DO THIS:
Each record below is to be copied word for word, with pictures removed.

RECORDS FOR THE TASK:
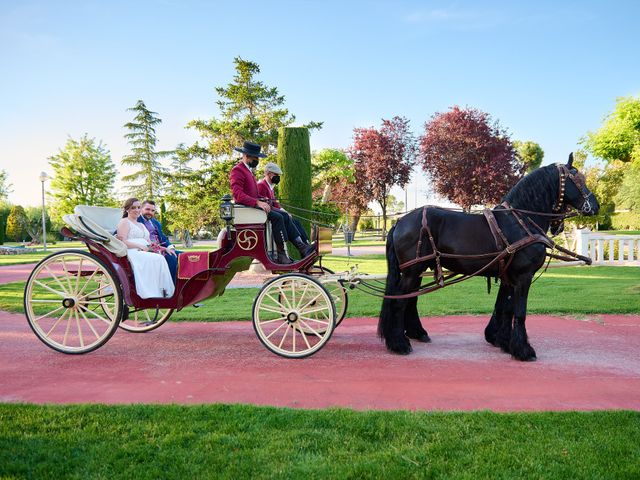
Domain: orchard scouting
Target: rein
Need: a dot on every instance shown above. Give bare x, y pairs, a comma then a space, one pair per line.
506, 251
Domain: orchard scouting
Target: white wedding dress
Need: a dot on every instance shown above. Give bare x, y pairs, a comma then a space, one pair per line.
150, 270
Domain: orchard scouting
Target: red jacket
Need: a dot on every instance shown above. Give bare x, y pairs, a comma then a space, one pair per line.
264, 190
244, 187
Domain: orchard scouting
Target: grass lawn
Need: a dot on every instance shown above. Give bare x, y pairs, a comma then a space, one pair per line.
569, 290
238, 441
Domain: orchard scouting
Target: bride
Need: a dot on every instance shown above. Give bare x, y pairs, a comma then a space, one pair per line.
150, 270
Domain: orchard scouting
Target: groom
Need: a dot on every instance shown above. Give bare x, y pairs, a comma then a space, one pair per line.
157, 237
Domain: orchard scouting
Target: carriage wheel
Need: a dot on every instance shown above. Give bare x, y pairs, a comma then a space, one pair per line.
294, 315
337, 291
137, 321
62, 301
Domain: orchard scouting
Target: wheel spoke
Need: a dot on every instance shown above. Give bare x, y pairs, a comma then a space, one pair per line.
79, 329
269, 309
314, 310
276, 329
68, 275
49, 313
306, 287
88, 282
264, 322
286, 330
311, 301
47, 287
314, 331
90, 325
55, 277
284, 296
55, 324
79, 275
108, 322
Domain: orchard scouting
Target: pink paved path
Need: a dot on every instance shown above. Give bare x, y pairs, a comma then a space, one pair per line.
582, 365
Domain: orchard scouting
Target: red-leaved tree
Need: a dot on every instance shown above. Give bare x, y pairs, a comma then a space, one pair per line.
470, 159
383, 159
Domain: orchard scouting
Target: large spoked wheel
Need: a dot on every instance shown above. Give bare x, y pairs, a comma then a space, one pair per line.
337, 291
63, 302
136, 321
294, 315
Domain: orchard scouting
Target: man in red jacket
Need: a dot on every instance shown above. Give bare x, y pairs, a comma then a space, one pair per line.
266, 187
244, 189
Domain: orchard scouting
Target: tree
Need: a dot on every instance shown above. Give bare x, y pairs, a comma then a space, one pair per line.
33, 225
17, 224
177, 179
249, 110
470, 159
329, 167
530, 154
383, 158
619, 136
5, 186
628, 195
294, 157
83, 175
142, 138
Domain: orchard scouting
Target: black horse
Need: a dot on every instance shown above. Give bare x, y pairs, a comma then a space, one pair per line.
463, 243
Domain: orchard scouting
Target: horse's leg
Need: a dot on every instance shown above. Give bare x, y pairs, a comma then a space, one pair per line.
519, 345
498, 330
414, 328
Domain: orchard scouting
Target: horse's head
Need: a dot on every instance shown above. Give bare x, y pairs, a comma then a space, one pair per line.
573, 192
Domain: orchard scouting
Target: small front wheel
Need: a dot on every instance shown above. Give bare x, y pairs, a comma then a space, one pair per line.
294, 315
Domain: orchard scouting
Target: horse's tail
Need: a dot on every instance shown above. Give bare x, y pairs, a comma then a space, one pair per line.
393, 279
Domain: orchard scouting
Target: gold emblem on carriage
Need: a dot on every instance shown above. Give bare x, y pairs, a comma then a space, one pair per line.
247, 239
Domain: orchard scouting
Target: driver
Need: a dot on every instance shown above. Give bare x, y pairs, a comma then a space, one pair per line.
244, 189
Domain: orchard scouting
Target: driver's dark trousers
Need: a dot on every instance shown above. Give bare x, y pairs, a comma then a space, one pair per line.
283, 228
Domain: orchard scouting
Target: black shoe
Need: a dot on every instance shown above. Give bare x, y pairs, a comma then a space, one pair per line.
283, 259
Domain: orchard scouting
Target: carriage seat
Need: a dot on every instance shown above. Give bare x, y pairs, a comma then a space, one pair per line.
98, 223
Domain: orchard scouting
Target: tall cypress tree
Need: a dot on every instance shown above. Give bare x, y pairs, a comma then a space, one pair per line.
147, 181
294, 158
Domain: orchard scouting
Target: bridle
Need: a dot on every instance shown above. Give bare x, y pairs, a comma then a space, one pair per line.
560, 207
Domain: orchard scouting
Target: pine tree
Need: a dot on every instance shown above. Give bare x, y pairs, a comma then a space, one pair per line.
147, 181
83, 174
17, 224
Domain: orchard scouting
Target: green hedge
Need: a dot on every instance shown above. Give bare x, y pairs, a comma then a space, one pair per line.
625, 221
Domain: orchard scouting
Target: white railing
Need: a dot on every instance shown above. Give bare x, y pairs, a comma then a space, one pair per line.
608, 249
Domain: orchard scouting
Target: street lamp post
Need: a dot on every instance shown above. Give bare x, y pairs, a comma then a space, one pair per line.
44, 178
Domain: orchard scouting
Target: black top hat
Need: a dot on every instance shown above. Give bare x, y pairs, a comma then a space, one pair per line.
251, 149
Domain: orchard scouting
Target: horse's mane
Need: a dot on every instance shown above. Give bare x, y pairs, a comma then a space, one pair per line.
535, 191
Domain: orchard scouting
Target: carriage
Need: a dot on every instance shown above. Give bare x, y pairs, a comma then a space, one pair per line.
75, 300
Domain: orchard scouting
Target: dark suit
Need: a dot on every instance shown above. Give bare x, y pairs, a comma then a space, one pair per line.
172, 260
293, 226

REPLY:
Domain: orchard scouting
Target: rein
Need: a dot on every instance shown above. Give bare x, y pairs, a comma then a space, one pair per line.
506, 251
Domain: orchard scouting
Target: white wedding dress
Need: a dot on every instance shown above. Give bare x, y pairs, a comma then a space, one pair per line.
150, 270
Domain: orchard scouting
Target: red jacket
Need: a dot on every instance shown above. Give bare x, y pairs, a comma then a space, one pair per line.
264, 190
244, 187
Domain: orchard scouting
Target: grass lawn
Need: a dot on every instance shown above. Give bare x, y pairs, a comma then a space, one pair per line.
569, 290
238, 441
Domain: orchard scouting
Target: bride
Need: a dot on every instance shown above. Give bare x, y pairs, a comma then a space, one pair per line.
150, 270
Domain: orchard scouting
Target: groom
Need: a dot on every instance shown above. Give bare x, y pairs, a comma then a space, one pair per line.
157, 237
Domain: orchard scouting
Target: carriage wheel
Need: a dot on every instance shown above. Give bare x, y pairs, a comma then a space, one pair per line.
294, 315
337, 291
137, 321
62, 301
Domain: orchard scouting
Target: wheel spoke
Need: a dot on every instance shown above. Give bare x, y pairs, a comma then a space, one pair per line.
79, 329
269, 309
314, 310
276, 329
68, 275
49, 313
306, 287
88, 282
264, 322
286, 330
311, 301
47, 287
314, 331
90, 325
55, 277
284, 296
55, 324
79, 275
108, 322
Domain: orchard scouting
Target: pink paved path
Need: a dot on every instance shown above. Give bare x, y pairs, a comma then a space, one pair per line.
582, 365
Domain: orchard scouting
Target: red-leaved tree
Need: a dot on every instance shown above. Give bare x, y pairs, a comma then a space, one pair per line.
470, 159
383, 159
Domain: orchard scouting
Target: large spoked wheel
Need: a dot on every instance shown above. Give bare x, y pairs, a comma then a space, one pair per line.
337, 291
63, 302
136, 321
294, 315
Domain: orchard scouting
Target: man in red jacket
Need: a dot on every instance shown above. Give bare x, y pairs, a comma then a space, one pair per line.
266, 187
244, 189
Domain: orchard scouting
Target: tree
Need: a dot on every instance shown above. Give bare x, y pairs, a comma then a space, one pair per line.
33, 225
17, 224
177, 179
249, 110
470, 159
329, 167
530, 154
383, 158
619, 136
5, 186
628, 195
294, 157
83, 175
142, 138
Domain: orchard scouting
Target: black horse
Need: a dot on every instance shown above. Give bare x, y pairs, a comma then a space, one pair per line.
463, 243
Domain: orchard scouting
Target: horse's leg
Need: a dot on every instance shown above. Give bare x, y pairs, a comma then a space, one pair per line.
519, 345
498, 330
414, 328
Domain: orchard scouting
Target: horse's head
Need: a dot on every instance shown above. Give bare x, y pairs, a comma then a space, one pair per line.
573, 192
Domain: orchard scouting
Target: small front wheel
Need: a dot on every instance shown above. Give bare x, y pairs, a comma then a space, one pair per line.
294, 315
Domain: orchard scouting
Target: horse's tail
Need: a dot on every instance shown above. Give bare x, y pairs, a comma then a space, one pair per line.
393, 279
Domain: orchard scouting
Target: gold emblem on carriage
Need: a dot on every instance shown above. Give bare x, y pairs, a comma then a space, one pair per line.
247, 239
Domain: orchard scouting
Target: driver
Need: a dot on every instance shown above. Give bare x, y pairs, a comma then a space, one pair per line.
244, 189
Domain: orchard scouting
Target: driver's dark trousers
Need: a dot on every instance shown above. Give bare x, y pairs, a comma then a space, one pair per line.
283, 228
Domain: orchard scouting
Target: black shoe
Need: a dot on every instance shown above. Give bare x, y pairs, a comma then a space, one pair per line.
283, 259
Domain: orchard scouting
Target: carriage seat
Need: a dot on every instance shown above. Give bare x, y pairs, a comma then a space, one pair per line.
98, 223
Domain: orchard scouting
Target: tall cypress tree
Need: a dot on every instance shown above. Give bare x, y pairs, a comma then a space, one pair per line.
147, 181
294, 158
Domain: orchard scouting
Target: bridle
Need: a dot on every instance shown above. Give bare x, y pairs, a comma then a space, one pair per line.
560, 207
Domain: orchard scouting
Target: pine tree
Need: a dot on every instance shown above. Give bare x, y pairs, a comma then a space, one pair per line.
147, 181
83, 174
17, 224
Domain: orchard scouting
Target: green hedge
Need: a dot on every instance shown above. Give bare x, y pairs, a comma then a space, one pair per line.
625, 221
Domain: orchard scouting
Target: white railing
Need: a dot on every instance shown above. Give bare x, y pairs, a comma then a space, one pair per line.
608, 249
Domain: orchard scouting
Target: street lamp post
Need: a dot on every instance shown above. Give bare x, y pairs, a comma then a space, one pair per line.
44, 178
Domain: orchard scouting
Target: black top hat
Need: a dot on every instance shown above. Give bare x, y pairs, a comma then a space, one pair per line.
251, 149
Domain: orchard scouting
Target: horse's mane
Need: a dot on every instance shown above. Give bare x, y pairs, a comma then a space, one pair per line.
535, 191
Domain: orchard scouting
Target: carriage
Need: a dot on every instance shown above. Give bare x, y pairs, a comma then a space, one pair per line.
75, 300
Domain: orchard scouting
Target: dark suit
Need: a dot on every instance shown above. Give bare x, y pairs, a comma then a space, one pair per line.
172, 260
293, 226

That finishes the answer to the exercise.